> _Fragmento del texto_
◆ ◆ ◆
La forma de la enfermedad más corriente era la peste bubónica primaria, pero había otras variantes: la peste septicémica, en la cual el contagio pasaba a la sangre, lo que se manifestaba en forma de visibles manchas oscuras en la piel –de ahí el nombre de «muerte negra» que recibió la epidemia–, y la peste neumónica, que afectaba el aparato respiratorio y provocaba una tos expectorante que podía dar lugar al contagio a través del aire. La peste septicémica y la neumónica no dejaban supervivientes.

La peste negra de mediados del siglo XIV se extendió rápidamente por las regiones de la cuenca mediterránea y el resto de Europa en pocos años. El punto de partida se situó en la ciudad comercial de Caffa (actual Feodosia), en la península de Crimea, a orillas del mar Negro. En 1346, Caffa estaba asediada por el ejército mongol, en cuyas filas se manifestó la enfermedad. Se dijo que fueron los mongoles quienes extendieron el contagio a los sitiados arrojando sus muertos mediante catapultas al interior de los muros, pero es más probable que la bacteria penetrara a través de ratas infectadas con las pulgas a cuestas. En todo caso, cuando tuvieron conocimiento de la epidemia, los mercaderes genoveses que mantenían allí una colonia comercial huyeron despavoridos, llevando consigo los bacilos hacia los puntos de destino, en Italia, desde donde se difundió por el resto del continente.
◆ ◆ ◆
> _Extractos de datos_

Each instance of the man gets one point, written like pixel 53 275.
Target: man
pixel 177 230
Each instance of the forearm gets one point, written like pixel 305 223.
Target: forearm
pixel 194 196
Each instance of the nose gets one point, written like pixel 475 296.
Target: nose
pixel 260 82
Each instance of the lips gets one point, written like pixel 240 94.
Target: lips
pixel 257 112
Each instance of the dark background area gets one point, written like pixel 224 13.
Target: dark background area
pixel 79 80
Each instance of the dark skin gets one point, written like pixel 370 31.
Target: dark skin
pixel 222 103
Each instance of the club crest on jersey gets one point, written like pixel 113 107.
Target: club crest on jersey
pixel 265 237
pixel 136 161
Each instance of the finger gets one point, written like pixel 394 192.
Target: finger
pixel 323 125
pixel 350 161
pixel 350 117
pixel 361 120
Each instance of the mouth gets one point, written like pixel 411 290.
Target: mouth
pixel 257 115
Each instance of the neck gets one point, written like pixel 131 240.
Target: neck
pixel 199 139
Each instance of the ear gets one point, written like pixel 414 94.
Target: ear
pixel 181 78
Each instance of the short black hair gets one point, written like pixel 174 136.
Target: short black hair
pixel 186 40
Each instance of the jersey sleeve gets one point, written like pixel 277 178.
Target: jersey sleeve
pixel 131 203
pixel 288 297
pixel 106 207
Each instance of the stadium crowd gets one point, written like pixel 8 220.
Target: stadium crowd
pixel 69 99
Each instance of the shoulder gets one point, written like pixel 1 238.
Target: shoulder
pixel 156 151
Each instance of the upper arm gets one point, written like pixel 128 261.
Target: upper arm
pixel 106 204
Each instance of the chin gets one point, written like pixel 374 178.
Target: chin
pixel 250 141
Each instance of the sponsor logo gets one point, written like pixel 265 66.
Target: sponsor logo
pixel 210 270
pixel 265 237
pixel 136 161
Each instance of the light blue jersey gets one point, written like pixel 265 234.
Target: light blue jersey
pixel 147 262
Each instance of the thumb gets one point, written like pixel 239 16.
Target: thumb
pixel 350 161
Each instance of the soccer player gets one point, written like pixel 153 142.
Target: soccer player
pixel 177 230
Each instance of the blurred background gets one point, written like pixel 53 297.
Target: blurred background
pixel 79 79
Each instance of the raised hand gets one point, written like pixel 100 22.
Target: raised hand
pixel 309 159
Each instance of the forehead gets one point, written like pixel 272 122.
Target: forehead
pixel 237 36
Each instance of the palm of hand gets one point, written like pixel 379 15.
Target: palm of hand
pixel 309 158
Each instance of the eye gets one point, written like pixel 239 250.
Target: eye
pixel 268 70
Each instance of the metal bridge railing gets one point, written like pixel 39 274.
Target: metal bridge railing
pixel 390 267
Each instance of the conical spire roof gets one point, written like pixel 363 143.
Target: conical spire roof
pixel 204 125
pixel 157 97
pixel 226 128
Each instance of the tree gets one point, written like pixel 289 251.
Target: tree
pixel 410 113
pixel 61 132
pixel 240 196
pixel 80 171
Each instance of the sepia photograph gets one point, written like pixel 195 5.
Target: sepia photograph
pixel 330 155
◆ ◆ ◆
> _Actividades_
1. Indica si cada afirmación concuerda con el texto sobre la peste negra, respondiendo sí o no y citando literalmente las palabras que lo deciden. (a) La peste septicémica y la neumónica dejaban algunos supervivientes. (b) En 1346, Caffa estaba asediada por el ejército mongol. (c) Los mercaderes genoveses llevaron los bacilos hacia Italia.
2. Escribe, por favor, cómo sigue el texto sobre la peste negra a partir de su última oración.

> _Respuestas por tarea_
1.
(a) No: «La peste septicémica y la neumónica no dejaban supervivientes».
(b) Sí: «En 1346, Caffa estaba asediada por el ejército mongol».
(c) Sí: «llevando consigo los bacilos hacia los puntos de destino, en Italia».

2.
Una de las grandes cuestiones que se plantean es la velocidad de propagación de la peste negra. Algunos historiadores proponen que la modalidad mayoritaria fue la peste neumónica o pulmonar, y que su transmisión a través del aire hizo que el contagio fuera muy rápido. Sin embargo, cuando se afectaban los pulmones y la sangre la muerte se producía de forma segura y en un plazo de horas, de un día como máximo, y a menudo antes de que se desarrollara la tos expectorante, que era el vehículo de transmisión. Por tanto, dada la rápida muerte de los portadores de la enfermedad, el contagio por esta vía sólo podía producirse en un tiempo muy breve, y su expansión sería más lenta.

Los indicios sugieren que la plaga fue, ante todo, de peste bubónica primaria. La transmisión se produjo a través de barcos y personas que transportaban los fatídicos agentes, las ratas y las pulgas infectadas, entre las mercancías o en sus propios cuerpos, y de este modo propagaban la peste, sin darse cuenta, allí donde llegaban. Las grandes ciudades comerciales eran los principales focos de recepción. Desde ellas, la plaga se transmitía a los burgos y las villas cercanas, que, a su vez, irradiaban el mal hacia otros núcleos de población próximos y hacia el campo circundante. Al mismo tiempo, desde las grandes ciudades la epidemia se proyectaba hacia otros centros mercantiles y manufactureros situados a gran distancia en lo que se conoce como «saltos metastásicos», por los que la peste se propagaba a través de las rutas marítimas, fluviales y terrestres del comercio internacional, así como por los caminos de peregrinación.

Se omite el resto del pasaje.